____ PASSAGE PROVIDED
Trump Drew the Line on Israel Alliance
When historians write about Donald Trump’s second term, they will have to explain something that looked unlikely in 2024: the most consequential defense of the American-Israeli alliance, and of Jewish Americans themselves, came from the man many establishment conservatives once declared unreliable on the subject.
Begin with the record. In February, American and Israeli forces struck Iran’s nuclear program after a quarter century of warnings from every serious strategic thinker in both parties. The operation, which Trump ordered, did in weeks what five presidents had declined to do for decades. Eighty-three percent of Republican voters supported it, per the March J.L. Partners poll. Sixty-three percent supported it strongly. Among MAGA-aligned Republicans the number reached 92 percent. The base knew what was at stake.
The American-Israeli partnership is the outer wall of the Judeo-Christian inheritance both nations were built to defend.
Add the Abraham Accords. The Jerusalem embassy. The recognition of Israeli sovereignty over the Golan Heights. The Board of Peace overseeing postwar Gaza, where Vice President JD Vance reminded Americans this month that a stable Middle East means millions of American jobs. And at home, a Joint Task Force to Combat Anti-Semitism at the Department of Justice, the first of its kind, established within two weeks of Trump’s second inauguration and already at work on the campuses where the worst abuses of the last two years unfolded. These are the achievements of an administration that has declined to apologize for the proposition that American interest and Israeli survival are aligned.
Standing with Israel has never meant agreeing with every decision her government makes. Allies disagree; that is what alliances are for. But a proven ally, one that has fought alongside Americans in every regional war since 1973 and shared intelligence that has saved American lives, is not discarded the moment a disagreement arises. That is the difference between a partnership and a transaction, and it is a distinction the serious American right has always understood.
Yet a strain on the right has emerged that refuses the partnership entirely. It has grown loud on podcasts and among influencers with tens of millions of followers. It calls Israel a “demonic state.” It has suggested Jews were behind 9/11 and the assassination of Charlie Kirk. It has praised Ulysses Grant’s 1862 order expelling Jews from American territory, an order Grant himself later disavowed. It calls the President who ordered the strikes on Natanz a “slave to Israel.” It has platformed an open Hitler admirer and invited him into the conversation as if he belonged there.
The President’s America First has always been a doctrine of clear naming. Naming Iran, which has pledged to destroy two American allies and spent four decades killing American soldiers. Naming Russia, which sustains Tehran’s nuclear ambitions. Naming China, which underwrites both. That is what it has meant to put America first. Identify the real threats. Refuse to flinch.
The faction that now trades on the label has chosen different enemies. It has chosen the Jewish state and, increasingly, Jews themselves. Every coalition that ever wrapped that choice in patriotic clothes, from the Coughlinites of the 1930s to Henry Ford’s Dearborn Independent, ended in the same place. History has kept the receipts.
________
____ DATA
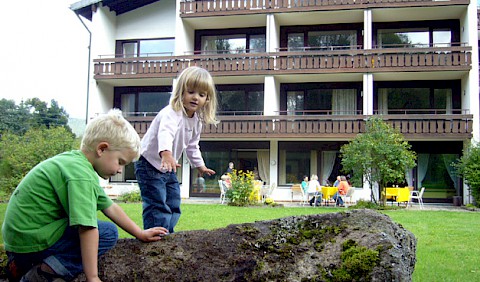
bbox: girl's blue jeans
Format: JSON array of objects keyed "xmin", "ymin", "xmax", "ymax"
[
  {"xmin": 7, "ymin": 220, "xmax": 118, "ymax": 281},
  {"xmin": 135, "ymin": 157, "xmax": 181, "ymax": 233}
]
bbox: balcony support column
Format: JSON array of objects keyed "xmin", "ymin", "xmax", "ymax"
[
  {"xmin": 269, "ymin": 139, "xmax": 280, "ymax": 186},
  {"xmin": 363, "ymin": 9, "xmax": 373, "ymax": 49},
  {"xmin": 362, "ymin": 73, "xmax": 373, "ymax": 115},
  {"xmin": 266, "ymin": 14, "xmax": 280, "ymax": 52},
  {"xmin": 263, "ymin": 75, "xmax": 280, "ymax": 116}
]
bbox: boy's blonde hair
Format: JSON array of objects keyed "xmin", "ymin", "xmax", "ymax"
[
  {"xmin": 170, "ymin": 66, "xmax": 218, "ymax": 124},
  {"xmin": 80, "ymin": 109, "xmax": 140, "ymax": 160}
]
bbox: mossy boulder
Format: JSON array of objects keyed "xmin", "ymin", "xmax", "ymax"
[{"xmin": 77, "ymin": 210, "xmax": 416, "ymax": 282}]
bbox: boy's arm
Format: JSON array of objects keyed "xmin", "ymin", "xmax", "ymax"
[
  {"xmin": 102, "ymin": 203, "xmax": 168, "ymax": 242},
  {"xmin": 78, "ymin": 226, "xmax": 100, "ymax": 281}
]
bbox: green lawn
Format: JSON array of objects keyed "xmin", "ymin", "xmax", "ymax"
[{"xmin": 0, "ymin": 204, "xmax": 480, "ymax": 282}]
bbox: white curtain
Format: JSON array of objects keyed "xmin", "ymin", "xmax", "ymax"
[
  {"xmin": 445, "ymin": 89, "xmax": 452, "ymax": 115},
  {"xmin": 257, "ymin": 151, "xmax": 270, "ymax": 184},
  {"xmin": 378, "ymin": 88, "xmax": 388, "ymax": 115},
  {"xmin": 320, "ymin": 151, "xmax": 337, "ymax": 183},
  {"xmin": 442, "ymin": 154, "xmax": 460, "ymax": 195},
  {"xmin": 417, "ymin": 154, "xmax": 430, "ymax": 189},
  {"xmin": 332, "ymin": 89, "xmax": 357, "ymax": 115},
  {"xmin": 405, "ymin": 169, "xmax": 413, "ymax": 187}
]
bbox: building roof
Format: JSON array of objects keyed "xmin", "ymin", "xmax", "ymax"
[{"xmin": 70, "ymin": 0, "xmax": 159, "ymax": 20}]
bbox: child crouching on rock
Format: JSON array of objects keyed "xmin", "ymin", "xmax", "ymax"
[{"xmin": 2, "ymin": 110, "xmax": 168, "ymax": 281}]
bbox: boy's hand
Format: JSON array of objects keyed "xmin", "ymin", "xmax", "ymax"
[
  {"xmin": 197, "ymin": 166, "xmax": 216, "ymax": 176},
  {"xmin": 137, "ymin": 227, "xmax": 168, "ymax": 242}
]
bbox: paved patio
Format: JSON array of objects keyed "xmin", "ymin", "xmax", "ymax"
[{"xmin": 182, "ymin": 197, "xmax": 468, "ymax": 211}]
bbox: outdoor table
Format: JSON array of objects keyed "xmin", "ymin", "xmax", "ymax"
[
  {"xmin": 322, "ymin": 186, "xmax": 338, "ymax": 205},
  {"xmin": 385, "ymin": 187, "xmax": 410, "ymax": 203}
]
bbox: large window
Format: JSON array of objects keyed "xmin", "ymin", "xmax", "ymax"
[
  {"xmin": 114, "ymin": 87, "xmax": 171, "ymax": 116},
  {"xmin": 280, "ymin": 24, "xmax": 363, "ymax": 51},
  {"xmin": 374, "ymin": 20, "xmax": 460, "ymax": 48},
  {"xmin": 376, "ymin": 81, "xmax": 460, "ymax": 114},
  {"xmin": 116, "ymin": 38, "xmax": 175, "ymax": 58},
  {"xmin": 281, "ymin": 83, "xmax": 360, "ymax": 115},
  {"xmin": 217, "ymin": 84, "xmax": 264, "ymax": 115},
  {"xmin": 195, "ymin": 28, "xmax": 266, "ymax": 54}
]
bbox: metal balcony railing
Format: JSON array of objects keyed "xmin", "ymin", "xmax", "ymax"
[
  {"xmin": 94, "ymin": 46, "xmax": 472, "ymax": 79},
  {"xmin": 180, "ymin": 0, "xmax": 469, "ymax": 17},
  {"xmin": 127, "ymin": 110, "xmax": 473, "ymax": 140}
]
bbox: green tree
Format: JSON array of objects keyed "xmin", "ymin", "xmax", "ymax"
[
  {"xmin": 340, "ymin": 117, "xmax": 416, "ymax": 205},
  {"xmin": 0, "ymin": 127, "xmax": 78, "ymax": 200},
  {"xmin": 0, "ymin": 98, "xmax": 72, "ymax": 135},
  {"xmin": 453, "ymin": 143, "xmax": 480, "ymax": 206}
]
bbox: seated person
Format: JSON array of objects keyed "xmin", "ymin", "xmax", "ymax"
[
  {"xmin": 332, "ymin": 175, "xmax": 350, "ymax": 206},
  {"xmin": 220, "ymin": 173, "xmax": 232, "ymax": 189},
  {"xmin": 333, "ymin": 175, "xmax": 341, "ymax": 187},
  {"xmin": 2, "ymin": 110, "xmax": 168, "ymax": 281},
  {"xmin": 307, "ymin": 174, "xmax": 322, "ymax": 206}
]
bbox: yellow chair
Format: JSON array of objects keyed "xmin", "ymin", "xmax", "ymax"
[
  {"xmin": 291, "ymin": 184, "xmax": 305, "ymax": 204},
  {"xmin": 407, "ymin": 187, "xmax": 425, "ymax": 209}
]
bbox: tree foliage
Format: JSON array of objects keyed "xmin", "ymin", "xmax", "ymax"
[
  {"xmin": 340, "ymin": 117, "xmax": 416, "ymax": 204},
  {"xmin": 0, "ymin": 127, "xmax": 78, "ymax": 200},
  {"xmin": 225, "ymin": 169, "xmax": 257, "ymax": 206},
  {"xmin": 453, "ymin": 143, "xmax": 480, "ymax": 206},
  {"xmin": 0, "ymin": 98, "xmax": 72, "ymax": 135}
]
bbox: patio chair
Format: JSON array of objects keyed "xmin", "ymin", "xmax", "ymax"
[
  {"xmin": 263, "ymin": 182, "xmax": 277, "ymax": 201},
  {"xmin": 407, "ymin": 187, "xmax": 425, "ymax": 209},
  {"xmin": 218, "ymin": 180, "xmax": 227, "ymax": 205},
  {"xmin": 343, "ymin": 187, "xmax": 356, "ymax": 207},
  {"xmin": 290, "ymin": 184, "xmax": 305, "ymax": 202}
]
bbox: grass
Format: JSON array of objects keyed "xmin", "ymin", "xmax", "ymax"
[{"xmin": 0, "ymin": 204, "xmax": 480, "ymax": 282}]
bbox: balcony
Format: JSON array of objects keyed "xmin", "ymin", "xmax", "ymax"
[
  {"xmin": 127, "ymin": 111, "xmax": 473, "ymax": 141},
  {"xmin": 94, "ymin": 44, "xmax": 472, "ymax": 80},
  {"xmin": 180, "ymin": 0, "xmax": 469, "ymax": 18}
]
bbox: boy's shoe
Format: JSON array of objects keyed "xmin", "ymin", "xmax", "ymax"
[{"xmin": 20, "ymin": 264, "xmax": 65, "ymax": 282}]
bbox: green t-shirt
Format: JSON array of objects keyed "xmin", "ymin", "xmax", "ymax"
[{"xmin": 2, "ymin": 150, "xmax": 112, "ymax": 253}]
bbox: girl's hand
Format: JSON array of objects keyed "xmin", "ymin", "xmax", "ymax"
[
  {"xmin": 160, "ymin": 151, "xmax": 181, "ymax": 173},
  {"xmin": 137, "ymin": 227, "xmax": 168, "ymax": 242},
  {"xmin": 198, "ymin": 166, "xmax": 216, "ymax": 176}
]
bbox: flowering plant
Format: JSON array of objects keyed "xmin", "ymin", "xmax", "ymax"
[{"xmin": 226, "ymin": 169, "xmax": 255, "ymax": 206}]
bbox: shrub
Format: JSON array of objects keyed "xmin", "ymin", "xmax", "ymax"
[{"xmin": 226, "ymin": 169, "xmax": 256, "ymax": 206}]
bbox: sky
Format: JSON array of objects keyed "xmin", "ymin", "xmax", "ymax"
[{"xmin": 0, "ymin": 0, "xmax": 89, "ymax": 119}]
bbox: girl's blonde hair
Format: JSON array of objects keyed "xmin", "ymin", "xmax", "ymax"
[
  {"xmin": 170, "ymin": 66, "xmax": 218, "ymax": 124},
  {"xmin": 80, "ymin": 109, "xmax": 140, "ymax": 160}
]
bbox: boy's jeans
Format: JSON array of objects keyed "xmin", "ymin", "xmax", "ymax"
[
  {"xmin": 135, "ymin": 157, "xmax": 181, "ymax": 233},
  {"xmin": 7, "ymin": 220, "xmax": 118, "ymax": 281}
]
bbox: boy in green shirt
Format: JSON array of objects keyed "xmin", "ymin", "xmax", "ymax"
[{"xmin": 2, "ymin": 110, "xmax": 168, "ymax": 281}]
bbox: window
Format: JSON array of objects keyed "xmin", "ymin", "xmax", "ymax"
[
  {"xmin": 280, "ymin": 23, "xmax": 363, "ymax": 51},
  {"xmin": 377, "ymin": 28, "xmax": 430, "ymax": 48},
  {"xmin": 308, "ymin": 30, "xmax": 357, "ymax": 50},
  {"xmin": 281, "ymin": 83, "xmax": 360, "ymax": 115},
  {"xmin": 195, "ymin": 27, "xmax": 267, "ymax": 54},
  {"xmin": 373, "ymin": 20, "xmax": 460, "ymax": 48},
  {"xmin": 114, "ymin": 87, "xmax": 171, "ymax": 116},
  {"xmin": 217, "ymin": 85, "xmax": 263, "ymax": 115},
  {"xmin": 117, "ymin": 38, "xmax": 175, "ymax": 58},
  {"xmin": 279, "ymin": 150, "xmax": 311, "ymax": 185},
  {"xmin": 377, "ymin": 81, "xmax": 460, "ymax": 114},
  {"xmin": 202, "ymin": 34, "xmax": 247, "ymax": 54},
  {"xmin": 287, "ymin": 33, "xmax": 305, "ymax": 51}
]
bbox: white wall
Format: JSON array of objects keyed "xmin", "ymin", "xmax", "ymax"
[
  {"xmin": 116, "ymin": 1, "xmax": 176, "ymax": 39},
  {"xmin": 88, "ymin": 5, "xmax": 116, "ymax": 117}
]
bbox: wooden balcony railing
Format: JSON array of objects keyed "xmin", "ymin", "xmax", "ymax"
[
  {"xmin": 127, "ymin": 114, "xmax": 473, "ymax": 140},
  {"xmin": 94, "ymin": 46, "xmax": 472, "ymax": 80},
  {"xmin": 180, "ymin": 0, "xmax": 469, "ymax": 17}
]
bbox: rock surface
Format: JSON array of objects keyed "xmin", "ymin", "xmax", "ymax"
[{"xmin": 77, "ymin": 210, "xmax": 416, "ymax": 282}]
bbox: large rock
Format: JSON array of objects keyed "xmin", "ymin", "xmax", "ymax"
[{"xmin": 78, "ymin": 210, "xmax": 416, "ymax": 281}]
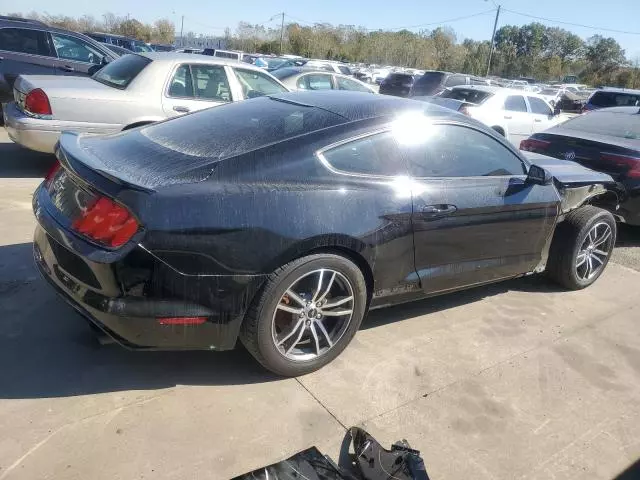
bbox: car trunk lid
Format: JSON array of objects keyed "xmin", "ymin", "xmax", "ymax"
[{"xmin": 535, "ymin": 132, "xmax": 640, "ymax": 180}]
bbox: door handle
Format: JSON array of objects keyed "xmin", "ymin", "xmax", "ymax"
[{"xmin": 421, "ymin": 204, "xmax": 458, "ymax": 217}]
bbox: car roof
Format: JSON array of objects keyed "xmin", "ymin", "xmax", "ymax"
[
  {"xmin": 142, "ymin": 52, "xmax": 267, "ymax": 73},
  {"xmin": 594, "ymin": 87, "xmax": 640, "ymax": 95},
  {"xmin": 270, "ymin": 90, "xmax": 464, "ymax": 125}
]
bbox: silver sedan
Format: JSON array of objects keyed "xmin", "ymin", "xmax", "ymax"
[
  {"xmin": 4, "ymin": 52, "xmax": 287, "ymax": 152},
  {"xmin": 271, "ymin": 67, "xmax": 376, "ymax": 93}
]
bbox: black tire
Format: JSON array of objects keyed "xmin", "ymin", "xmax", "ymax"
[
  {"xmin": 546, "ymin": 205, "xmax": 617, "ymax": 290},
  {"xmin": 240, "ymin": 253, "xmax": 367, "ymax": 377}
]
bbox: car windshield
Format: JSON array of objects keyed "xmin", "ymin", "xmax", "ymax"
[
  {"xmin": 91, "ymin": 54, "xmax": 151, "ymax": 89},
  {"xmin": 562, "ymin": 110, "xmax": 640, "ymax": 140},
  {"xmin": 441, "ymin": 88, "xmax": 493, "ymax": 104},
  {"xmin": 263, "ymin": 58, "xmax": 290, "ymax": 68},
  {"xmin": 414, "ymin": 72, "xmax": 446, "ymax": 95},
  {"xmin": 131, "ymin": 41, "xmax": 154, "ymax": 53}
]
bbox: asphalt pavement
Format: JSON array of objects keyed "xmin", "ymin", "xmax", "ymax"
[{"xmin": 0, "ymin": 131, "xmax": 640, "ymax": 480}]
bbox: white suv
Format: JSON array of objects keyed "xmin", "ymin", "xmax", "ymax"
[{"xmin": 431, "ymin": 85, "xmax": 569, "ymax": 146}]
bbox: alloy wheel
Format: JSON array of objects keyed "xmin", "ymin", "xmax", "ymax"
[
  {"xmin": 271, "ymin": 268, "xmax": 354, "ymax": 361},
  {"xmin": 575, "ymin": 222, "xmax": 613, "ymax": 280}
]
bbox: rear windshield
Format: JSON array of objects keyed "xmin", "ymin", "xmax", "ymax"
[
  {"xmin": 562, "ymin": 111, "xmax": 640, "ymax": 140},
  {"xmin": 440, "ymin": 88, "xmax": 493, "ymax": 104},
  {"xmin": 589, "ymin": 91, "xmax": 640, "ymax": 108},
  {"xmin": 142, "ymin": 97, "xmax": 345, "ymax": 159},
  {"xmin": 92, "ymin": 54, "xmax": 151, "ymax": 89},
  {"xmin": 413, "ymin": 72, "xmax": 446, "ymax": 95}
]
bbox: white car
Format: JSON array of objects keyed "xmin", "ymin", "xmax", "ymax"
[
  {"xmin": 4, "ymin": 52, "xmax": 288, "ymax": 153},
  {"xmin": 425, "ymin": 85, "xmax": 569, "ymax": 146}
]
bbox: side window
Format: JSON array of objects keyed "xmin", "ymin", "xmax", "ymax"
[
  {"xmin": 527, "ymin": 97, "xmax": 553, "ymax": 115},
  {"xmin": 323, "ymin": 132, "xmax": 407, "ymax": 176},
  {"xmin": 335, "ymin": 75, "xmax": 371, "ymax": 93},
  {"xmin": 504, "ymin": 95, "xmax": 527, "ymax": 112},
  {"xmin": 404, "ymin": 125, "xmax": 525, "ymax": 177},
  {"xmin": 444, "ymin": 75, "xmax": 467, "ymax": 87},
  {"xmin": 51, "ymin": 33, "xmax": 104, "ymax": 65},
  {"xmin": 191, "ymin": 64, "xmax": 231, "ymax": 102},
  {"xmin": 303, "ymin": 73, "xmax": 333, "ymax": 90},
  {"xmin": 0, "ymin": 28, "xmax": 51, "ymax": 57},
  {"xmin": 168, "ymin": 65, "xmax": 194, "ymax": 98},
  {"xmin": 234, "ymin": 68, "xmax": 287, "ymax": 98}
]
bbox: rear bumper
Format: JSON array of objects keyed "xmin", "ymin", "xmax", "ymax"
[
  {"xmin": 3, "ymin": 102, "xmax": 119, "ymax": 153},
  {"xmin": 33, "ymin": 181, "xmax": 264, "ymax": 350}
]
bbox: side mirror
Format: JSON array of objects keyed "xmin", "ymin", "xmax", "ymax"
[{"xmin": 527, "ymin": 165, "xmax": 552, "ymax": 185}]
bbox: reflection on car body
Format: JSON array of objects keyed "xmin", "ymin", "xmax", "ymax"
[{"xmin": 34, "ymin": 91, "xmax": 616, "ymax": 375}]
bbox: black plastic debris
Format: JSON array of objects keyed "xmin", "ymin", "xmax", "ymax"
[{"xmin": 233, "ymin": 427, "xmax": 429, "ymax": 480}]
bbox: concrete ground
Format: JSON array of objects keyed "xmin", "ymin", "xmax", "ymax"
[{"xmin": 0, "ymin": 128, "xmax": 640, "ymax": 480}]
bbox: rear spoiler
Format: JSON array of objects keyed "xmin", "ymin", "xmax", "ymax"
[{"xmin": 54, "ymin": 132, "xmax": 154, "ymax": 192}]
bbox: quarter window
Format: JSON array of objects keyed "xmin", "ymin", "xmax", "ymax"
[
  {"xmin": 51, "ymin": 33, "xmax": 104, "ymax": 65},
  {"xmin": 0, "ymin": 28, "xmax": 51, "ymax": 57},
  {"xmin": 191, "ymin": 64, "xmax": 231, "ymax": 102},
  {"xmin": 169, "ymin": 65, "xmax": 194, "ymax": 98},
  {"xmin": 504, "ymin": 95, "xmax": 527, "ymax": 112},
  {"xmin": 527, "ymin": 97, "xmax": 553, "ymax": 115},
  {"xmin": 404, "ymin": 125, "xmax": 525, "ymax": 177},
  {"xmin": 323, "ymin": 132, "xmax": 407, "ymax": 176},
  {"xmin": 234, "ymin": 68, "xmax": 287, "ymax": 98}
]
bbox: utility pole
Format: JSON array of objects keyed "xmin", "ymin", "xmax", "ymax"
[
  {"xmin": 487, "ymin": 5, "xmax": 502, "ymax": 77},
  {"xmin": 280, "ymin": 12, "xmax": 284, "ymax": 55},
  {"xmin": 180, "ymin": 15, "xmax": 184, "ymax": 47}
]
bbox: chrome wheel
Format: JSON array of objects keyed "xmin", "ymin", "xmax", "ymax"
[
  {"xmin": 271, "ymin": 268, "xmax": 354, "ymax": 361},
  {"xmin": 575, "ymin": 222, "xmax": 613, "ymax": 280}
]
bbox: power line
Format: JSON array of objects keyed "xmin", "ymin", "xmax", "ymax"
[
  {"xmin": 502, "ymin": 8, "xmax": 640, "ymax": 35},
  {"xmin": 286, "ymin": 8, "xmax": 496, "ymax": 32}
]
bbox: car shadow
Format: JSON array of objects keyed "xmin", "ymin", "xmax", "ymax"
[
  {"xmin": 0, "ymin": 140, "xmax": 56, "ymax": 178},
  {"xmin": 616, "ymin": 223, "xmax": 640, "ymax": 247},
  {"xmin": 0, "ymin": 243, "xmax": 568, "ymax": 398}
]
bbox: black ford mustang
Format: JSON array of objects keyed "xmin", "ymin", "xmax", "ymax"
[{"xmin": 33, "ymin": 91, "xmax": 617, "ymax": 375}]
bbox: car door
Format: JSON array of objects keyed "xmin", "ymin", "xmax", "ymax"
[
  {"xmin": 162, "ymin": 63, "xmax": 233, "ymax": 117},
  {"xmin": 403, "ymin": 124, "xmax": 559, "ymax": 294},
  {"xmin": 503, "ymin": 95, "xmax": 533, "ymax": 146},
  {"xmin": 50, "ymin": 32, "xmax": 111, "ymax": 75},
  {"xmin": 527, "ymin": 95, "xmax": 558, "ymax": 133},
  {"xmin": 0, "ymin": 27, "xmax": 55, "ymax": 102}
]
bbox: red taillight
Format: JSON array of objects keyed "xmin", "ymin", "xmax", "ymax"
[
  {"xmin": 24, "ymin": 88, "xmax": 51, "ymax": 115},
  {"xmin": 600, "ymin": 152, "xmax": 640, "ymax": 178},
  {"xmin": 72, "ymin": 197, "xmax": 139, "ymax": 247},
  {"xmin": 458, "ymin": 103, "xmax": 471, "ymax": 117},
  {"xmin": 520, "ymin": 138, "xmax": 551, "ymax": 152},
  {"xmin": 158, "ymin": 317, "xmax": 207, "ymax": 325}
]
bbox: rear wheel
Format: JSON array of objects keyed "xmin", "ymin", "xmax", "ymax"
[
  {"xmin": 240, "ymin": 254, "xmax": 367, "ymax": 376},
  {"xmin": 547, "ymin": 205, "xmax": 616, "ymax": 290}
]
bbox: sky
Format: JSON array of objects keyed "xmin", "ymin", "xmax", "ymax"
[{"xmin": 5, "ymin": 0, "xmax": 640, "ymax": 61}]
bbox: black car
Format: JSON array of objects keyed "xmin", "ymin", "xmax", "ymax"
[
  {"xmin": 0, "ymin": 17, "xmax": 118, "ymax": 103},
  {"xmin": 520, "ymin": 107, "xmax": 640, "ymax": 225},
  {"xmin": 378, "ymin": 73, "xmax": 420, "ymax": 97},
  {"xmin": 33, "ymin": 91, "xmax": 616, "ymax": 375},
  {"xmin": 584, "ymin": 87, "xmax": 640, "ymax": 111},
  {"xmin": 411, "ymin": 71, "xmax": 489, "ymax": 97}
]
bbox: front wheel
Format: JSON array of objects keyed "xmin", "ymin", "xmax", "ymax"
[
  {"xmin": 240, "ymin": 254, "xmax": 367, "ymax": 377},
  {"xmin": 547, "ymin": 205, "xmax": 616, "ymax": 290}
]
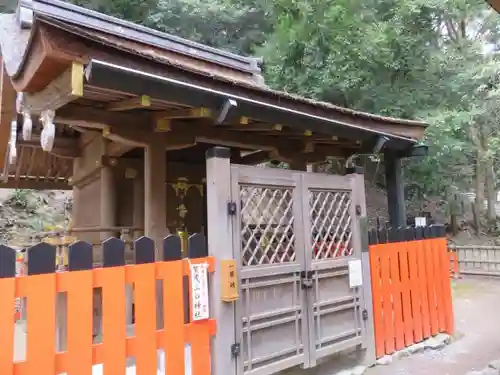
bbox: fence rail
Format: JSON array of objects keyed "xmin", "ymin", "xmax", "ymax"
[
  {"xmin": 0, "ymin": 234, "xmax": 216, "ymax": 375},
  {"xmin": 450, "ymin": 245, "xmax": 500, "ymax": 276},
  {"xmin": 369, "ymin": 226, "xmax": 454, "ymax": 357}
]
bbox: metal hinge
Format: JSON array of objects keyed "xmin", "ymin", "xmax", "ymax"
[
  {"xmin": 300, "ymin": 271, "xmax": 313, "ymax": 289},
  {"xmin": 227, "ymin": 202, "xmax": 238, "ymax": 216},
  {"xmin": 361, "ymin": 309, "xmax": 368, "ymax": 321},
  {"xmin": 231, "ymin": 343, "xmax": 241, "ymax": 358}
]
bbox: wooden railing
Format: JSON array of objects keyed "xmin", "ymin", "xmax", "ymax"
[
  {"xmin": 369, "ymin": 226, "xmax": 454, "ymax": 357},
  {"xmin": 0, "ymin": 234, "xmax": 216, "ymax": 375}
]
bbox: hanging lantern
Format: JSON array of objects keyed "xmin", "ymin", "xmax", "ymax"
[
  {"xmin": 9, "ymin": 120, "xmax": 17, "ymax": 165},
  {"xmin": 40, "ymin": 109, "xmax": 56, "ymax": 152},
  {"xmin": 23, "ymin": 110, "xmax": 33, "ymax": 141}
]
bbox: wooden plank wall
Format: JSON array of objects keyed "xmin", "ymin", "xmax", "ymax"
[{"xmin": 0, "ymin": 234, "xmax": 215, "ymax": 375}]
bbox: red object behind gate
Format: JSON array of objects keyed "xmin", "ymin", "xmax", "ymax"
[{"xmin": 370, "ymin": 238, "xmax": 454, "ymax": 357}]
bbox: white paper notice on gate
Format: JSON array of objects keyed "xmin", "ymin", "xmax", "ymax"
[
  {"xmin": 348, "ymin": 259, "xmax": 363, "ymax": 288},
  {"xmin": 189, "ymin": 263, "xmax": 210, "ymax": 321}
]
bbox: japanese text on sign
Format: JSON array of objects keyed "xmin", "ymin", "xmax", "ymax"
________
▶ **WRITTEN REQUEST 1**:
In the opinion piece on Trump and the Israel alliance, what percentage of MAGA-aligned Republicans supported the strikes on Iran's nuclear program?
▶ **WRITTEN REQUEST 2**:
From the opinion piece on Trump and the Israel alliance, extract the text between "Begin with the" and "was at stake.", inclusive.
▶ **WRITTEN REQUEST 3**:
Write what comes next in the opinion piece on Trump and the Israel alliance, picking up after its final sentence.

▶ **FINAL ANSWER 1**:
92 percent

▶ **FINAL ANSWER 2**:
Begin with the record. In February, American and Israeli forces struck Iran’s nuclear program after a quarter century of warnings from every serious strategic thinker in both parties. The operation, which Trump ordered, did in weeks what five presidents had declined to do for decades. Eighty-three percent of Republican voters supported it, per the March J.L. Partners poll. Sixty-three percent supported it strongly. Among MAGA-aligned Republicans the number reached 92 percent. The base knew what was at stake.

▶ **FINAL ANSWER 3**:
Trump has seen it for what it is. He has called the loudest of these voices a “broken man” and rebuked their line in plain language. Senator Ted Cruz has warned colleagues that antisemitism is being normalized under a conservative label. Ben Shapiro has said the same, at real business cost. Dennis Prager published a 15-page rebuttal and, in January, a sharper follow-up.
Still, pockets remain. The writer Rod Dreher reported this winter that sources place the share of Republican Hill staffers following the movement’s most extreme voice at somewhere between 30 and 40 percent. Leaked Young Republican group chats confirm the pattern. A Tennessee school shooter last year named two podcasters among his inspirations for targeting Jews. The argument that this rhetoric is harmless cannot survive contact with the obituaries.
Here is the test Republicans face before the midterms. A coalition is a living thing; it accepts or rejects its worst members. The President has shown the way. He has drawn a clear line between the movement he leads and the subculture that has tried to colonize it. Congress, the RNC, the governors, the donor class: each will have to decide whether to follow.
The polling suggests they should. Only seven percent of Republicans, per that same J.L. Partners survey, would take the loudest critic’s endorsement over a Trump endorsement. Fifty-five percent would be less likely to support a candidate echoing the anti-Israel line. Marjorie Taylor Greene has resigned her seat. Thomas Massie is fighting for his political life in a primary. The electorate has spoken in the language electorates speak.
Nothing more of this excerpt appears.